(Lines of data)
_ _ _ _ _

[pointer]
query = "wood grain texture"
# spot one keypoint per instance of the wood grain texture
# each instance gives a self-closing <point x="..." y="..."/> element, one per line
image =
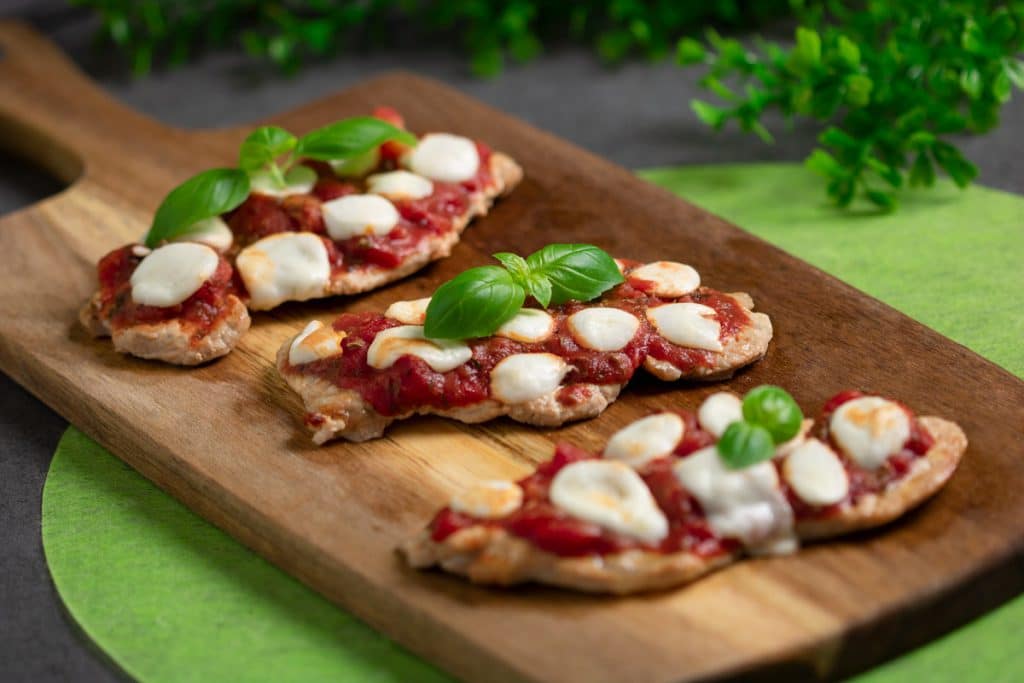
<point x="224" y="438"/>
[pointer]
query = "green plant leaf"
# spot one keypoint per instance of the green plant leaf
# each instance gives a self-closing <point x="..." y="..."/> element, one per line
<point x="209" y="194"/>
<point x="350" y="137"/>
<point x="743" y="444"/>
<point x="474" y="303"/>
<point x="576" y="271"/>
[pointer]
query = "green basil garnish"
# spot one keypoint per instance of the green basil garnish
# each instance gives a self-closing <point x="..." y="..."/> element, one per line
<point x="476" y="302"/>
<point x="350" y="137"/>
<point x="209" y="194"/>
<point x="743" y="444"/>
<point x="773" y="409"/>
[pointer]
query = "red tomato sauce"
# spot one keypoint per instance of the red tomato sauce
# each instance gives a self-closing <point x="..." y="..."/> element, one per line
<point x="864" y="481"/>
<point x="201" y="310"/>
<point x="539" y="521"/>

_ _ _ _ _

* _TASK DIRECTIONS_: Reproduce the listing exactly. Leave its pictures out.

* _SOLUTION TO THE EXERCISE_:
[pointer]
query = "wood grain texture"
# spot one keypoint per instance of the wood grain texture
# each instance gives a self-closing <point x="..." y="..."/> element, one per line
image =
<point x="224" y="438"/>
[pointer]
query = "green plant leaf"
# spot one keypoint per instance of the green plant leaf
# each instance gives a self-closing <point x="..." y="..."/> element, one per line
<point x="209" y="194"/>
<point x="350" y="137"/>
<point x="743" y="444"/>
<point x="474" y="303"/>
<point x="576" y="271"/>
[pointer]
query = "green basil garnish"
# spot one keypoint per instance of the green basil garnish
# each instance gives a self-closing <point x="..." y="..."/> element, one per line
<point x="476" y="302"/>
<point x="350" y="137"/>
<point x="209" y="194"/>
<point x="743" y="444"/>
<point x="773" y="409"/>
[pointer]
query = "red tomato sauce"
# spot one keypoint per instance of the red tomato sauce
# each instance gives a self-closing <point x="..." y="..."/> element, one per line
<point x="864" y="481"/>
<point x="201" y="310"/>
<point x="539" y="521"/>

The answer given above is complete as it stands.